#### [Do this]
Rewrite the entries from the first line through the line containing "(1202, 857)", both ends included, keeping the requests and adding 27 to every pixel coordinate in the answers. Omit the pictures.

#### [Recorded data]
* * * * * * * * *

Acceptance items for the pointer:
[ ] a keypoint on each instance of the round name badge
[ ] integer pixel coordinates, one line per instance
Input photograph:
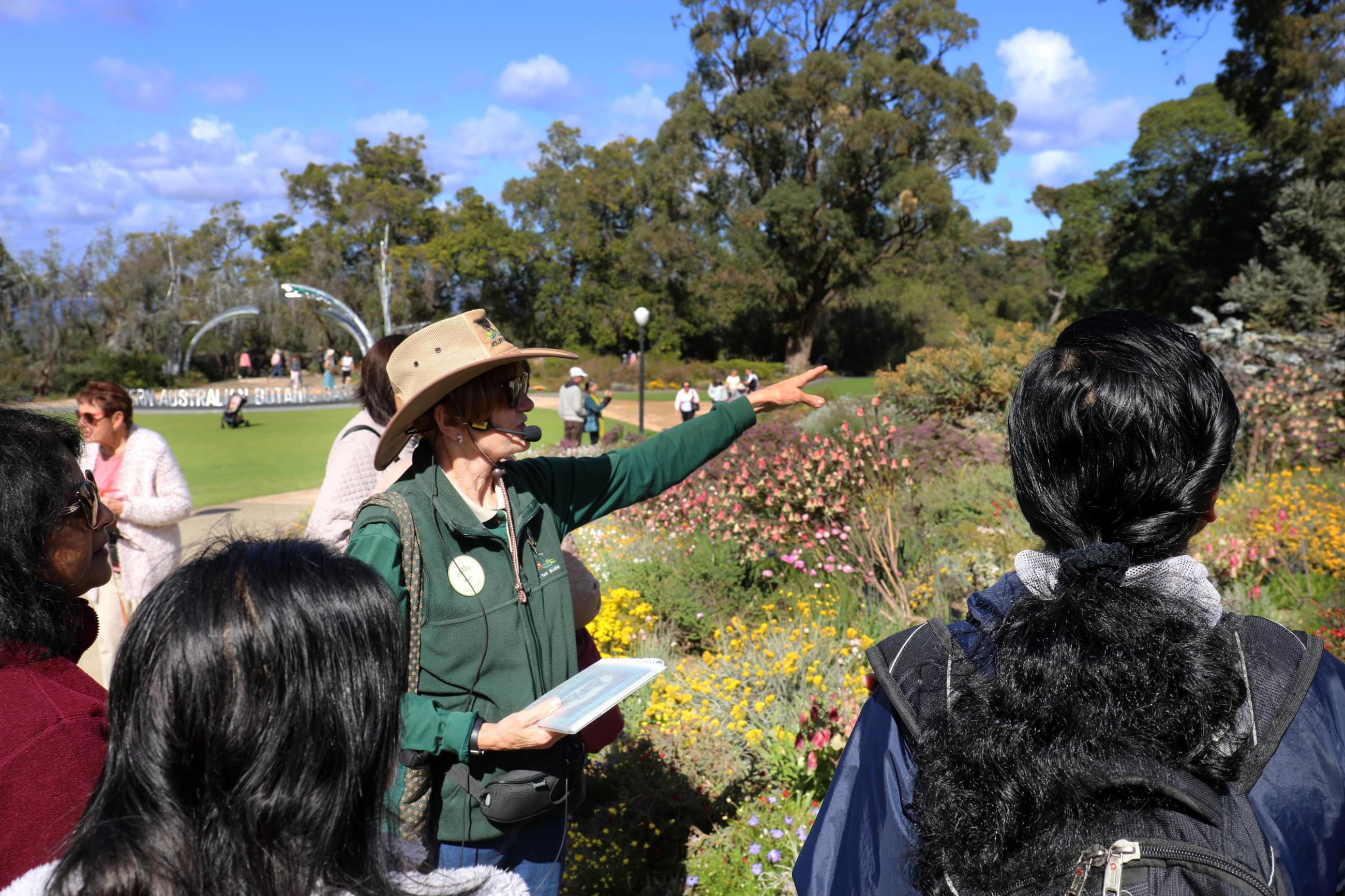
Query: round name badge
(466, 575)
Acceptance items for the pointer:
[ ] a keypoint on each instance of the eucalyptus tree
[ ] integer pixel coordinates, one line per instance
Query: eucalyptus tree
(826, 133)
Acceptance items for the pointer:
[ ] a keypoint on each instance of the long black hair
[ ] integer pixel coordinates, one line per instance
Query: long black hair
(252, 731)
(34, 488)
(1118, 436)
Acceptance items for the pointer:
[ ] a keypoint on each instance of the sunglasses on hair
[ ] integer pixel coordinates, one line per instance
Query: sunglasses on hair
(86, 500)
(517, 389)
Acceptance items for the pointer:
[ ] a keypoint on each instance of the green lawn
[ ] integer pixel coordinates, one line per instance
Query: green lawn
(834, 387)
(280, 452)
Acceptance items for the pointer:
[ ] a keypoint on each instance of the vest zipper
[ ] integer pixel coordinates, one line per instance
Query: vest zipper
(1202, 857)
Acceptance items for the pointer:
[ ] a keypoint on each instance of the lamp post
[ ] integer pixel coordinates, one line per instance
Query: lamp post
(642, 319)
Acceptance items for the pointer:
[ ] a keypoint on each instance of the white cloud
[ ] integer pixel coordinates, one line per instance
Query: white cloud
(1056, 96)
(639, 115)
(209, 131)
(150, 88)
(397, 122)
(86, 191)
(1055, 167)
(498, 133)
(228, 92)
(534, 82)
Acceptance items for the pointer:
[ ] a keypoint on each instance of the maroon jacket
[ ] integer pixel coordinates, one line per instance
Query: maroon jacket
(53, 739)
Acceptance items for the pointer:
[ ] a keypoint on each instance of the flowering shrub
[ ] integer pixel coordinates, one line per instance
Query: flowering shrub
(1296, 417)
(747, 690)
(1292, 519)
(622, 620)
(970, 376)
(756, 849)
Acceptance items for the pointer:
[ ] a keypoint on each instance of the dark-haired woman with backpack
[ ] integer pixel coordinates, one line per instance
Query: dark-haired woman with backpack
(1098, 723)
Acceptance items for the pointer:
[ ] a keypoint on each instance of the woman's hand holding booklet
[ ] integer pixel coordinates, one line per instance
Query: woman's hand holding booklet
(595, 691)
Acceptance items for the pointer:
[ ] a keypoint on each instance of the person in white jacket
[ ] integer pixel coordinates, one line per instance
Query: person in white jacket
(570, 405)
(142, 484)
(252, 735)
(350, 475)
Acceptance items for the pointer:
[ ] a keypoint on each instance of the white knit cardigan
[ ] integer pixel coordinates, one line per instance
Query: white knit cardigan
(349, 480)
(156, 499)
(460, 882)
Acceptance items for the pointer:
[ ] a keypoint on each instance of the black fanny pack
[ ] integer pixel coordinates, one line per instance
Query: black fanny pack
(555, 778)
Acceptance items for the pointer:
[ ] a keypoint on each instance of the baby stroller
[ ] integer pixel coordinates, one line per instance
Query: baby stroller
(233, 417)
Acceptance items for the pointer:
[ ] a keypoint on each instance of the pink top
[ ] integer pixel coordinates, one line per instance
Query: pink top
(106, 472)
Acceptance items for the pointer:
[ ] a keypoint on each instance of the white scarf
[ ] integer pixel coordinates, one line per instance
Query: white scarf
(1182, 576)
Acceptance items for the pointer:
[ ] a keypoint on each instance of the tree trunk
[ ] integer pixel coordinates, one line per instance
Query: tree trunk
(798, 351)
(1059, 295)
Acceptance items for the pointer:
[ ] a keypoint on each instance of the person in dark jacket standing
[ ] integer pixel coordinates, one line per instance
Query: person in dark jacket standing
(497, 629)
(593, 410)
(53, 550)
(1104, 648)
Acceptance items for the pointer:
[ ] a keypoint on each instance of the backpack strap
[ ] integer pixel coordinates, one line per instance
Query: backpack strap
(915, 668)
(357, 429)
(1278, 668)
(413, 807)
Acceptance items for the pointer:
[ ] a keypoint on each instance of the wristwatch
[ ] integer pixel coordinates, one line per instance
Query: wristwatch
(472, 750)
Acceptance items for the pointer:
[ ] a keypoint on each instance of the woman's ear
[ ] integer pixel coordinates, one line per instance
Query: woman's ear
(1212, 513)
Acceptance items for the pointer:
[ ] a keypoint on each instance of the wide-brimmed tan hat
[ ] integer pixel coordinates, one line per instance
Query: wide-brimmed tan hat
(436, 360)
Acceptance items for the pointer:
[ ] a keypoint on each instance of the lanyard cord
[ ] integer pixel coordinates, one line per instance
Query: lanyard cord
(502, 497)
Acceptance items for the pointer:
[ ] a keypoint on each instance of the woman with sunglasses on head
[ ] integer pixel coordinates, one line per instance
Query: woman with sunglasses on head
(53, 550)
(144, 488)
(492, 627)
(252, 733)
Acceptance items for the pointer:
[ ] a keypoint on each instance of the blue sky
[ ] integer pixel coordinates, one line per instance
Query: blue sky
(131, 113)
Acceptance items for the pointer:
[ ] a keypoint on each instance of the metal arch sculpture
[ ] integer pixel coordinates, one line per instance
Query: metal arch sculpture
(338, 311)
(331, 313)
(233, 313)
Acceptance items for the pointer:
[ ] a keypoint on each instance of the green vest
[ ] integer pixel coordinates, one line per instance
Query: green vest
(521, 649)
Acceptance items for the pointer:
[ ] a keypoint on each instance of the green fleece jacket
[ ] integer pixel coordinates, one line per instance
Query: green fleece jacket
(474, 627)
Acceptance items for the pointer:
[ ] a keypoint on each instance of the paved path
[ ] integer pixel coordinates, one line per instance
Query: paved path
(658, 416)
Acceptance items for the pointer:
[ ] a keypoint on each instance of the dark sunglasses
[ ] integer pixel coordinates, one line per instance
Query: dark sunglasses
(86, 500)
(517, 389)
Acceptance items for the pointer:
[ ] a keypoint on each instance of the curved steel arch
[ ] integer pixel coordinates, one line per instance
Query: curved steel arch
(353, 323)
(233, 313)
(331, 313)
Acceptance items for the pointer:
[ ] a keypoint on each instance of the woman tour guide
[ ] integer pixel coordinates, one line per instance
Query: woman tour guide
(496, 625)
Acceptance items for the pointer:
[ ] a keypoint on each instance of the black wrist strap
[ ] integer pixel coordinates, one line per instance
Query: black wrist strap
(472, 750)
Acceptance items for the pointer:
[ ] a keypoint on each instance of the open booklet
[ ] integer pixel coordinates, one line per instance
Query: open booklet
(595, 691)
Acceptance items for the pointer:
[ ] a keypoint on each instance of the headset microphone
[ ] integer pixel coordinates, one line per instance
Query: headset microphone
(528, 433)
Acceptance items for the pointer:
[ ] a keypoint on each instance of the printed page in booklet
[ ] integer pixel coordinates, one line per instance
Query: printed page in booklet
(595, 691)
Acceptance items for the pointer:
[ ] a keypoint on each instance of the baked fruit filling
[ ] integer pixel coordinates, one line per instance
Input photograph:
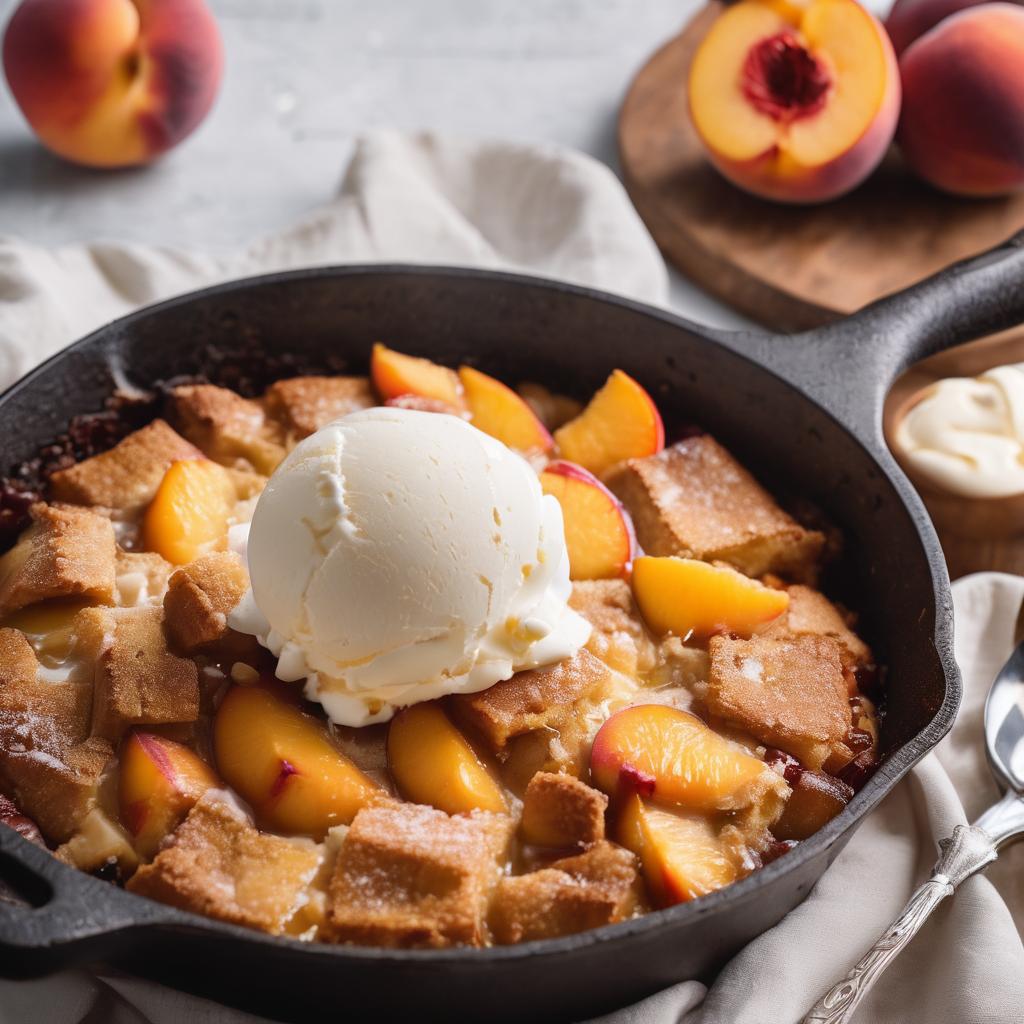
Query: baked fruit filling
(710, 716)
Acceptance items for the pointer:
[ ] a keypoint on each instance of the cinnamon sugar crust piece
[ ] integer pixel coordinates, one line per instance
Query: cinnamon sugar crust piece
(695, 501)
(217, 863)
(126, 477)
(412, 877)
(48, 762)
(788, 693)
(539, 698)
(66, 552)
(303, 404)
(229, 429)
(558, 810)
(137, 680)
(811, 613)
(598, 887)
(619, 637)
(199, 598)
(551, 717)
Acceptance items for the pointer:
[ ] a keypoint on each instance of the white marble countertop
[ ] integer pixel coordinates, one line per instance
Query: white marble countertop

* * * * * * * * *

#### [Correct result]
Acceptance items for the pointer:
[ ] a keypoint on each instance of the round name badge
[ ] integer pixel coordinates, one line per instance
Input photograph:
Query: round name badge
(493, 602)
Acceptance items for the pointer:
[ ] a keypoint on each instance of the eucalyptus tree
[ ] integer pixel coordinates, one line per instance
Query: eucalyptus tree
(853, 160)
Acceptance items for the pointer:
[ ] a keypoint on each instance of the long black hair
[ ] integer pixel coordinates, one line per instance
Query: long black hair
(279, 758)
(61, 515)
(1145, 463)
Acceptance items for the pointer:
[ ] a keypoint on each instance of the sunglasses on hair
[ ] integer pixel coordinates, one line per instance
Query: sunglasses on hair
(113, 527)
(544, 416)
Acceptance items for the pointer:
[ ] a keypoint on each instance of the green lawn
[ ] integer pixel coordinates, one line per instance
Query: green lawn
(861, 414)
(307, 479)
Acceptance items for the pointer:
[ ] a keypoint on each instance of the vest zipper
[ ] integer pixel coordinates, one line per instance
Query: vest zipper
(1229, 884)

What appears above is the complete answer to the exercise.